Document section:
2

I am trying to parse a xml file and arrange it into a table separating the contents as isElement, isAttribute, Value, Text.

How do I use ElementTree module to achieve this? I know this is possible using the minidom module.

The reason I want to use ElementTree is due to is effencicy. An exmaple of what I am trying to achive is available here: http://python.zirael.org/e-gtk-treeview4.html

Any advice on how to seprate the xml contents into element, subelemnt etc. using the ElementTree module?

This is what I have so far:

import xml.etree.cElementTree as ET

filetree = ET.ElementTree(file = "some_file.xml")
for child in filetree.iter():
     print child.tag, child.text, child.attrib

For the following example xml file:

    <?xml version="1.0"?>
    <data>
        <country name="Liechtenstein">
            <rank>1</rank>
            <year>2008</year>
            <gdppc>141100</gdppc>
            <neighbor name="Austria" direction="E"/>
            <neighbor name="Switzerland" direction="W"/>
        </country>
        <country name="Singapore">
            <rank>4</rank>
            <year>2011</year>
            <gdppc>59900</gdppc>
            <neighbor name="Malaysia" direction="N"/>
        </country>
        <country name="Panama">
            <rank>68</rank>
            <year>2011</year>
            <gdppc>13600</gdppc>
            <neighbor name="Costa Rica" direction="W"/>
            <neighbor name="Colombia" direction="E"/>
        </country>
    </data>

I get this as output:

    data 
         {}
    country 
             {'name': 'Liechtenstein'}
    rank 1 {}
    year 2008 {}
    gdppc 141100 {}
    neighbor None {'direction': 'E', 'name': 'Austria'}
    neighbor None {'direction': 'W', 'name': 'Switzerland'}
    country 
             {'name': 'Singapore'}
    rank 4 {}
    year 2011 {}
    gdppc 59900 {}
    neighbor None {'direction': 'N', 'name': 'Malaysia'}
    country 
             {'name': 'Panama'}
    rank 68 {}
    year 2011 {}
    gdppc 13600 {}
    neighbor None {'direction': 'W', 'name': 'Costa Rica'}
    neighbor None {'direction': 'E', 'name': 'Colombia'}

I did find something simialr on another post but it uses the DOM module. Walk through all XML nodes in an element-nested structure

Based on the comment received, this is what I want to achieve:

    data (type Element)
         country(Element)
              Text = None
              name(Attribute)
                 value: Liechtenstein
              rank(Element)
                  Text = 1
              year(Element)

Extracted records:
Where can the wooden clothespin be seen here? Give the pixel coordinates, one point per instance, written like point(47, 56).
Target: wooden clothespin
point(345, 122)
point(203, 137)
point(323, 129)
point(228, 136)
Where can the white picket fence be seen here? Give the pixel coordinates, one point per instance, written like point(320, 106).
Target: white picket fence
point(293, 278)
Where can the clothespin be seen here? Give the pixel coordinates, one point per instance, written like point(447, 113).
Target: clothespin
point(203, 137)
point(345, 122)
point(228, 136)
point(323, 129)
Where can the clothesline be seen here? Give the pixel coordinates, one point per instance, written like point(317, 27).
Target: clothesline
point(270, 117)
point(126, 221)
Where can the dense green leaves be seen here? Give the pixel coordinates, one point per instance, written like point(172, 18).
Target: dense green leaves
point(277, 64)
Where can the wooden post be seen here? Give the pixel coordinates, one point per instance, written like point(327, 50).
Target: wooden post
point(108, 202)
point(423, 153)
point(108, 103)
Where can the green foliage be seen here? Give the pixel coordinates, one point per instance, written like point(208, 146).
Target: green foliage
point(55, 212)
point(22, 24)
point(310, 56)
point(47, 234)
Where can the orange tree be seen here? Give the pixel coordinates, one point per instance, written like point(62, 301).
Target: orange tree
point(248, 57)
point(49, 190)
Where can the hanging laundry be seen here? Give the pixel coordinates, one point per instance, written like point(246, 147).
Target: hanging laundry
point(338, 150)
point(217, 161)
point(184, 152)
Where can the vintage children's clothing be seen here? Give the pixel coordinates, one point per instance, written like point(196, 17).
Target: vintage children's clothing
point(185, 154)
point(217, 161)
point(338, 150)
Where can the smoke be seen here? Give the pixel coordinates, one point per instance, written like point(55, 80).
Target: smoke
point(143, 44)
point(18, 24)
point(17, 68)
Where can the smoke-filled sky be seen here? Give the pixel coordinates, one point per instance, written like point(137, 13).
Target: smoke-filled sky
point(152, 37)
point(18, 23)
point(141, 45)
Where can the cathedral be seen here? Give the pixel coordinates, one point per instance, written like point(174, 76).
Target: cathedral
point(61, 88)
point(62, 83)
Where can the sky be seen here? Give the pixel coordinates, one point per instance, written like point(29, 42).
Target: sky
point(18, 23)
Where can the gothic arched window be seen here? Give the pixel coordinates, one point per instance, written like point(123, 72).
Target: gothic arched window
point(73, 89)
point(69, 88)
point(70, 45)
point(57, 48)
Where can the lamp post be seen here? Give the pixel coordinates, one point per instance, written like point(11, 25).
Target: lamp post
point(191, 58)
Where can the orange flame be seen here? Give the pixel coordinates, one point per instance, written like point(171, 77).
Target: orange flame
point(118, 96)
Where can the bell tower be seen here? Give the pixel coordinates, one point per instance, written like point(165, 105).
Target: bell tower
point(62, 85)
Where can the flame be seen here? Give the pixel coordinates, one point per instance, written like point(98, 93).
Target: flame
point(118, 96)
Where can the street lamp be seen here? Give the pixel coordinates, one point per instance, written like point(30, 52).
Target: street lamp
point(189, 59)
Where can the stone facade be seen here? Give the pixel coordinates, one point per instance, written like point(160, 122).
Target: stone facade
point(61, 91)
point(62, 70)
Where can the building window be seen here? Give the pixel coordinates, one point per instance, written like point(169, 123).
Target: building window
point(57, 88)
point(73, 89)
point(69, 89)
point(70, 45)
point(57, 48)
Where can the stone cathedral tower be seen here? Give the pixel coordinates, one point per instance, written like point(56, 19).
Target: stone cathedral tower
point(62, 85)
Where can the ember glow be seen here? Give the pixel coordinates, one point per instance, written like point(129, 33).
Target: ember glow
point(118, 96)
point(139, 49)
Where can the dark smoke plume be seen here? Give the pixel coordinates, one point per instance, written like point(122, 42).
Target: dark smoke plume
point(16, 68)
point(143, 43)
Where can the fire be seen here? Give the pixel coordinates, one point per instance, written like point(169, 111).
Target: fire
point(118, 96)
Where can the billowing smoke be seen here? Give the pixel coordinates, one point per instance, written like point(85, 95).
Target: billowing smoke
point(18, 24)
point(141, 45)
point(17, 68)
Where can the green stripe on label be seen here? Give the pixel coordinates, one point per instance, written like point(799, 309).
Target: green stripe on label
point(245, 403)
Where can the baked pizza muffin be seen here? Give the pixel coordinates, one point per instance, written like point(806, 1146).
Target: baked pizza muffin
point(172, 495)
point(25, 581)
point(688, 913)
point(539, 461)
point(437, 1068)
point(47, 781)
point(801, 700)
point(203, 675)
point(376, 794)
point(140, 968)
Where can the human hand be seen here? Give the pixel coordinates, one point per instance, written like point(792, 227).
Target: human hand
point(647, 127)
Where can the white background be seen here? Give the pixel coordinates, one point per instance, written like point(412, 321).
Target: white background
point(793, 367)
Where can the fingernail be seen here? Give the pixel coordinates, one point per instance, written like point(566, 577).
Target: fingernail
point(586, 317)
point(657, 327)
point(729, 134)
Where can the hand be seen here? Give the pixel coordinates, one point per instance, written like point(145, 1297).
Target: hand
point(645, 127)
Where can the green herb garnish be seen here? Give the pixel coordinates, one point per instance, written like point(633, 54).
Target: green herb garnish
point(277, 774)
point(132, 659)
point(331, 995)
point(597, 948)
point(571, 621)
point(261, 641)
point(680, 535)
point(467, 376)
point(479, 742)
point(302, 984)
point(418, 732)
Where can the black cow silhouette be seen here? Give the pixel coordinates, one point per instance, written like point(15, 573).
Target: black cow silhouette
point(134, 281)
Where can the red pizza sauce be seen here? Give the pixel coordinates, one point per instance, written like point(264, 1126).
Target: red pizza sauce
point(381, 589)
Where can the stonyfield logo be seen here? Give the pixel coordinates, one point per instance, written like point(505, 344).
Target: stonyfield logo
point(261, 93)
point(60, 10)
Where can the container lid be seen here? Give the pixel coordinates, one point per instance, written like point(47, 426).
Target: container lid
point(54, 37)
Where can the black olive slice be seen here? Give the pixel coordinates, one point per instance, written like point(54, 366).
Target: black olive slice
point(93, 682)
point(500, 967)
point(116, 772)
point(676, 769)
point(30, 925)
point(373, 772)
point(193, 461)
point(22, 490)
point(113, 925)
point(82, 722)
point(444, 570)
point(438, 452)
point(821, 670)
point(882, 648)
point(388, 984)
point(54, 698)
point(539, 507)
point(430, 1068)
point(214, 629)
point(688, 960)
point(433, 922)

What you need to do:
Copy out, without any changes, the part of the XML-parsing post above that runs from "I did find something" to "year(Element)".

Answer to the problem:
I did find something simialr on another post but it uses the DOM module. Walk through all XML nodes in an element-nested structure

Based on the comment received, this is what I want to achieve:

    data (type Element)
         country(Element)
              Text = None
              name(Attribute)
                 value: Liechtenstein
              rank(Element)
                  Text = 1
              year(Element)